**What the task requires**. Collect each line in the records below that contains the word "mountain", and copy every such line in full.
--- start of Dataset records ---
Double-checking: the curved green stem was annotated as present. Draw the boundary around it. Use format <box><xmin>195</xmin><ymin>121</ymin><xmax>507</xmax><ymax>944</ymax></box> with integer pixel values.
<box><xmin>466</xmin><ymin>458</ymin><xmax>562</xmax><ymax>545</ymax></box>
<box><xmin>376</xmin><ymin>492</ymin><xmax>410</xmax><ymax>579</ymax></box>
--- end of Dataset records ---
--- start of Dataset records ---
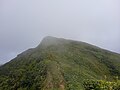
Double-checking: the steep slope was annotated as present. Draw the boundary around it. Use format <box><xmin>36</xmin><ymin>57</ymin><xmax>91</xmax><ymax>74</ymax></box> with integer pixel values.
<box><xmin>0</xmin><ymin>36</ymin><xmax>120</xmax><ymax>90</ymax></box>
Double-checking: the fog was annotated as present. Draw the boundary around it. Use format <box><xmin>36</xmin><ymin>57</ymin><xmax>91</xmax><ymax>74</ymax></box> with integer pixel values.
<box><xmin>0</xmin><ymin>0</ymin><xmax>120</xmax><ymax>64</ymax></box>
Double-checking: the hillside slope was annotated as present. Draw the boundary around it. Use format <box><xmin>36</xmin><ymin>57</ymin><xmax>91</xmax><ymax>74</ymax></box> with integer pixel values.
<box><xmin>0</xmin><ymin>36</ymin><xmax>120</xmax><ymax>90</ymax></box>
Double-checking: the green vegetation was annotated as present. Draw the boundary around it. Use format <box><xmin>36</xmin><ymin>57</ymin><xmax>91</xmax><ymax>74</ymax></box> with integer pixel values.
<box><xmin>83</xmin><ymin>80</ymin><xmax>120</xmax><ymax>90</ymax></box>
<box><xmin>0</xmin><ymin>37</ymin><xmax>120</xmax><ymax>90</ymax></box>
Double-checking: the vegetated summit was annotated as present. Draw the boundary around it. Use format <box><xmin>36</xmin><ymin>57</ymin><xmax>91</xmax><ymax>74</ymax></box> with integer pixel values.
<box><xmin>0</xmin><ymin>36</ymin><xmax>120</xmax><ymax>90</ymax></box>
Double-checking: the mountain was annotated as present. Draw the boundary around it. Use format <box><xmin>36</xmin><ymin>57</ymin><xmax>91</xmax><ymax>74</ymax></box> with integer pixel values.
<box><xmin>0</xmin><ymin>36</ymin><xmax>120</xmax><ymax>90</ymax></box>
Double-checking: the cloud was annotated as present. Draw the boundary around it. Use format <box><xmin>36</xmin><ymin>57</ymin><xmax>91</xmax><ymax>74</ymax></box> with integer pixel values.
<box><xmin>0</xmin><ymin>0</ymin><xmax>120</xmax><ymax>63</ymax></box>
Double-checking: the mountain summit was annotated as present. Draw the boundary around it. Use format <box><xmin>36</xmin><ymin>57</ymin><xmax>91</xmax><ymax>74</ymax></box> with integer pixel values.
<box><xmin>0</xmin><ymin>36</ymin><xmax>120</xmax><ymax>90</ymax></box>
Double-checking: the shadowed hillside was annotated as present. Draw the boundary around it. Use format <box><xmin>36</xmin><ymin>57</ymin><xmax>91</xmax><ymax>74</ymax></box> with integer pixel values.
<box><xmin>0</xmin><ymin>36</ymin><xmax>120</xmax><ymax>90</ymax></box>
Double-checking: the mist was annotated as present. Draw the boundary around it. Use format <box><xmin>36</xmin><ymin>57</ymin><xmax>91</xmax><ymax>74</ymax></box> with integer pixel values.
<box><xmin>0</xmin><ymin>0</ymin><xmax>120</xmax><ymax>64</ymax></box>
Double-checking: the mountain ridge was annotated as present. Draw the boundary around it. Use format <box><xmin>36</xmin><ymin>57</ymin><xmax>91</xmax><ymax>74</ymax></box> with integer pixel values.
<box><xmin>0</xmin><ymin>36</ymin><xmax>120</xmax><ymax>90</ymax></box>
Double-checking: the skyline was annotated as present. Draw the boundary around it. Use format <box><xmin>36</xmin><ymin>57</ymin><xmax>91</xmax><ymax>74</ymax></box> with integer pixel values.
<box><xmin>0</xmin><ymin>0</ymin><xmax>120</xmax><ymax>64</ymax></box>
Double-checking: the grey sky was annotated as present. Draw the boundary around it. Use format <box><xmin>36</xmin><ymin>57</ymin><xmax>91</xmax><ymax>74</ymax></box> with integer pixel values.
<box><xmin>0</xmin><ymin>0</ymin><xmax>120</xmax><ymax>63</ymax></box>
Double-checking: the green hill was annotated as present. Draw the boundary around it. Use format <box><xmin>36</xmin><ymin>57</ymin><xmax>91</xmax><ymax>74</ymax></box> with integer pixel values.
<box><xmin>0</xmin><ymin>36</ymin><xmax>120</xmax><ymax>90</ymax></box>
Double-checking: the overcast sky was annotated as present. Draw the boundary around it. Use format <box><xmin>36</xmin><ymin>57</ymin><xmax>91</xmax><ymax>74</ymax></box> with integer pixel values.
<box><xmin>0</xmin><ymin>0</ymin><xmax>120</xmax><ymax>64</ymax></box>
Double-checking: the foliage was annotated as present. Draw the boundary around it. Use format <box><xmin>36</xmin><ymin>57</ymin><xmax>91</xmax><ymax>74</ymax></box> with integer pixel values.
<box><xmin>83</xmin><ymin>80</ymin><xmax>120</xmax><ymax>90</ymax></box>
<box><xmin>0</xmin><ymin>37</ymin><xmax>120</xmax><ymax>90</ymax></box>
--- end of Dataset records ---
**Worked solution**.
Double-checking: the mountain was annotated as present. Draw the boundary around it. Use format <box><xmin>36</xmin><ymin>57</ymin><xmax>91</xmax><ymax>74</ymax></box> with integer pixel values.
Double-checking: the mountain summit was annotated as present. Draw the boundary around it. Use format <box><xmin>36</xmin><ymin>57</ymin><xmax>91</xmax><ymax>74</ymax></box> with integer pixel values.
Double-checking: the mountain ridge was annotated as present. Draw the boundary around it. Use format <box><xmin>36</xmin><ymin>57</ymin><xmax>91</xmax><ymax>74</ymax></box> with integer pixel values.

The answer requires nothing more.